Segment Start: RECORDS FOR THE TASK
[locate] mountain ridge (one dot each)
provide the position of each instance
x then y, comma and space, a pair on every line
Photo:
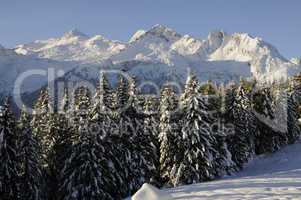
161, 51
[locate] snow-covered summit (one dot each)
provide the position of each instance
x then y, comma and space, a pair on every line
73, 46
137, 35
219, 57
75, 33
296, 61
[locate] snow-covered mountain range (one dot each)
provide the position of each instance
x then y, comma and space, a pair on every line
159, 54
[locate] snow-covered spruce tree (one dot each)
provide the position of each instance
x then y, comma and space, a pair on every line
32, 180
198, 159
266, 138
102, 100
238, 113
293, 114
223, 163
169, 137
85, 174
108, 135
151, 130
63, 134
9, 164
141, 162
40, 126
122, 93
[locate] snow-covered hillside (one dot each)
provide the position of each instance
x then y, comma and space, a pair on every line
275, 176
159, 53
13, 64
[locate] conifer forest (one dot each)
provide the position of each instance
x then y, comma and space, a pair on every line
104, 145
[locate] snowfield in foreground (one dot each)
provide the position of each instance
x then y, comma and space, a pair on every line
274, 176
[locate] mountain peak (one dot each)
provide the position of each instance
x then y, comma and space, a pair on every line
75, 33
158, 31
163, 31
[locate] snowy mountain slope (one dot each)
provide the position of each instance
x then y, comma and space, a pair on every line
275, 176
159, 53
73, 46
164, 45
12, 65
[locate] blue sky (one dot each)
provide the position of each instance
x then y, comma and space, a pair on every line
276, 21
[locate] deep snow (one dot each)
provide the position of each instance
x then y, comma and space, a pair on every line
273, 176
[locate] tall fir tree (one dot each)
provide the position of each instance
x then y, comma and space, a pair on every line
32, 179
142, 158
267, 138
238, 113
198, 159
9, 164
85, 174
169, 137
151, 130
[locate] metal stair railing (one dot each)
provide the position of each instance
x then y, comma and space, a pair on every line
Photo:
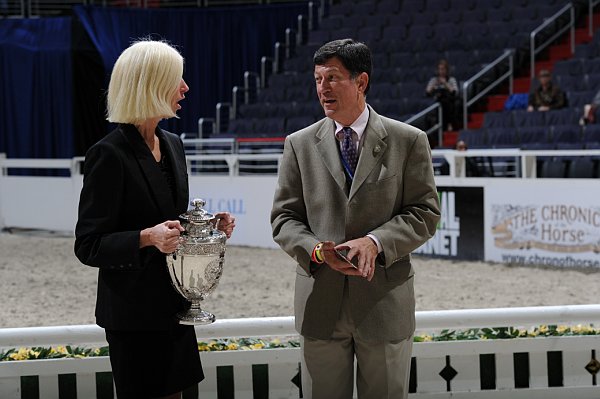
534, 50
507, 56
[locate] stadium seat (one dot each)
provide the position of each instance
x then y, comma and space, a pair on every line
577, 99
298, 122
498, 119
591, 133
388, 7
369, 34
533, 134
571, 83
437, 6
384, 90
241, 127
473, 138
413, 6
500, 15
464, 5
581, 168
593, 82
269, 127
501, 137
553, 168
591, 66
566, 134
525, 118
571, 67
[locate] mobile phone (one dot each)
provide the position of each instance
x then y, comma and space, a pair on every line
344, 258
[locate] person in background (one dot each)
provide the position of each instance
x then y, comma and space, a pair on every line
444, 89
355, 196
134, 187
546, 95
589, 111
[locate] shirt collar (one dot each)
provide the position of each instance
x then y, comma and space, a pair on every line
359, 125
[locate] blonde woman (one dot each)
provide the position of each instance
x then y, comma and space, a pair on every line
135, 185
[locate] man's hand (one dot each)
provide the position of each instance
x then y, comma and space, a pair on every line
335, 262
164, 236
366, 250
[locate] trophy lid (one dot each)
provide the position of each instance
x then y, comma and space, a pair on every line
197, 215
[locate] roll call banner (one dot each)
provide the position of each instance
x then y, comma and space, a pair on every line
539, 224
460, 230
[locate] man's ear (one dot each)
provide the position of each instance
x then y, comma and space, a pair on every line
362, 81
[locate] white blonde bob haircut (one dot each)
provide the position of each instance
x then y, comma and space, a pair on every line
144, 82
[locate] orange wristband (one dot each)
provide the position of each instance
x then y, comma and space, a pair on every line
316, 255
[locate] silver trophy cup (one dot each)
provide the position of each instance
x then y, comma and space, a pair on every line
197, 264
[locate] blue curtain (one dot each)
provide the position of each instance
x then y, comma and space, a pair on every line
218, 45
36, 89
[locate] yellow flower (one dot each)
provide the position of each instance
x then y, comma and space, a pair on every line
562, 329
21, 354
203, 347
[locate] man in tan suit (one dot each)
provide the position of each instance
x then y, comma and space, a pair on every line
354, 181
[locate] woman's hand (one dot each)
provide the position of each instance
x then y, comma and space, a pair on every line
225, 223
164, 236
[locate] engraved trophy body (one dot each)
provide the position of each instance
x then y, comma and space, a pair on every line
197, 264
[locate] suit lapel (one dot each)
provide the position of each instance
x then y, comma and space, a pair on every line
179, 171
372, 151
328, 147
157, 185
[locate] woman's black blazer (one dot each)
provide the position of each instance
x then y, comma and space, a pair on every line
124, 192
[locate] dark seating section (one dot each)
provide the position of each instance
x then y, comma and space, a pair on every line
579, 77
407, 38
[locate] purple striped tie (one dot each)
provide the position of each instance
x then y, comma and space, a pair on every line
349, 154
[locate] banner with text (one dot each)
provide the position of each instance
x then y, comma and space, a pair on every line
539, 224
460, 230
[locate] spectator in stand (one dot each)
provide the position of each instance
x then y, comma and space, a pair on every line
444, 89
589, 111
547, 95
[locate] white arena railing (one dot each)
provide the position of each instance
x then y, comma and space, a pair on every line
551, 367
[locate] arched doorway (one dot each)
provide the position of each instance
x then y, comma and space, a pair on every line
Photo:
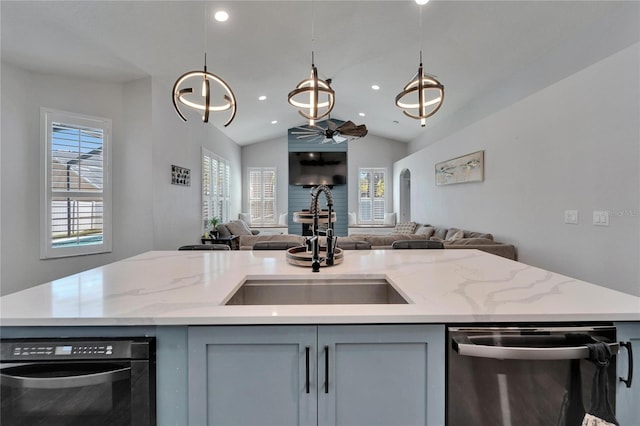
405, 196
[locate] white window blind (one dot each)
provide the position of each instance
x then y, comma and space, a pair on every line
262, 195
216, 187
76, 184
371, 195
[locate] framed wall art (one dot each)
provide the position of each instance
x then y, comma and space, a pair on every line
467, 168
180, 176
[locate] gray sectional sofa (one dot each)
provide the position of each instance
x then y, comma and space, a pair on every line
452, 238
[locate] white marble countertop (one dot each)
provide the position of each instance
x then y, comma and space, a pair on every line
190, 287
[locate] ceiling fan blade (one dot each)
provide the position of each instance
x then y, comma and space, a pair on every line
353, 130
346, 126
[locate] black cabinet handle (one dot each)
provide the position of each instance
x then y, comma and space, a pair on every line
326, 369
306, 362
627, 381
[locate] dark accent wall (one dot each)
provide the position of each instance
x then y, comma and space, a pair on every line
300, 197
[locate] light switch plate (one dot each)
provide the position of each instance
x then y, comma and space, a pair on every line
571, 216
601, 218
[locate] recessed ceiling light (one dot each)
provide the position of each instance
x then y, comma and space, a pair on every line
221, 16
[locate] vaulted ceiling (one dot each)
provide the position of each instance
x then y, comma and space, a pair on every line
265, 49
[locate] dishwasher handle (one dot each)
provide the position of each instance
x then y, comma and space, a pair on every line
464, 346
26, 376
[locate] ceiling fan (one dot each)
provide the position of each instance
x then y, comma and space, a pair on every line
333, 133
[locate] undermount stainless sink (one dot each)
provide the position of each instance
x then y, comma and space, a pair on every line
325, 291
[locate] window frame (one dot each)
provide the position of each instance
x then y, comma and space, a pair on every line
48, 117
274, 199
220, 198
372, 172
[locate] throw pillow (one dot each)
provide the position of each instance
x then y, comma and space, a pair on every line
427, 231
458, 235
246, 217
223, 231
405, 228
238, 227
389, 218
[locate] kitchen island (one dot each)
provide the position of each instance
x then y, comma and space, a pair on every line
180, 298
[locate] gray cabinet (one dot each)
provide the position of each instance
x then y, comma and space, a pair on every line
628, 399
316, 375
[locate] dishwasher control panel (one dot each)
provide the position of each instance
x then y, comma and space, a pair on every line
70, 349
28, 350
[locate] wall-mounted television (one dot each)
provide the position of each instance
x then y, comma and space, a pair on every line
316, 168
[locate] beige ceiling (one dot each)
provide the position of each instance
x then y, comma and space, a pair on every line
265, 48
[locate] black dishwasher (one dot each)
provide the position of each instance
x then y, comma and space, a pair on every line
74, 382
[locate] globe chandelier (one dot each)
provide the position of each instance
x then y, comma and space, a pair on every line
307, 94
423, 95
214, 94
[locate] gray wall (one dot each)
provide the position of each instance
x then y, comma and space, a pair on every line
574, 145
271, 153
23, 93
148, 211
370, 151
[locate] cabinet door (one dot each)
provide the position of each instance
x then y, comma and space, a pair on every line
381, 375
252, 375
628, 399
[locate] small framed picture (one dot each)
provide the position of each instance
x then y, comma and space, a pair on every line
180, 175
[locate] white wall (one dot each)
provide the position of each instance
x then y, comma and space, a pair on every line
373, 151
574, 145
270, 153
177, 210
148, 211
23, 93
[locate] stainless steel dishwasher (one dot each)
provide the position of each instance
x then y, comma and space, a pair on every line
522, 376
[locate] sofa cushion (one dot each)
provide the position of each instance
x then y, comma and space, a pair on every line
454, 234
426, 231
470, 242
247, 241
471, 234
405, 228
238, 227
440, 232
388, 239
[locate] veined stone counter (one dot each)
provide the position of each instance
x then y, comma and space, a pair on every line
191, 287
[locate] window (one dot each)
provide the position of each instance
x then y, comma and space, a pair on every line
262, 195
216, 187
371, 195
76, 184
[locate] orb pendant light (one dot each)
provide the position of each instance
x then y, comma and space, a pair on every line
421, 97
202, 100
307, 93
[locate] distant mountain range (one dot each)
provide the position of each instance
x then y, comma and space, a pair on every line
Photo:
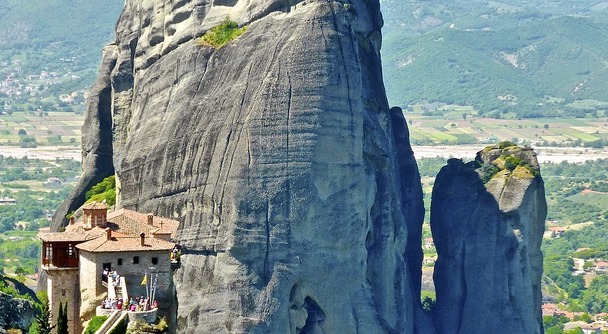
Segment End: RECORDS FOR THE TASK
Among the records, find the lines that contain "blonde" and copy each of them.

**EXERCISE ANSWER**
[locate] blonde woman (one dot each)
[locate] white blonde bob haircut (one dot each)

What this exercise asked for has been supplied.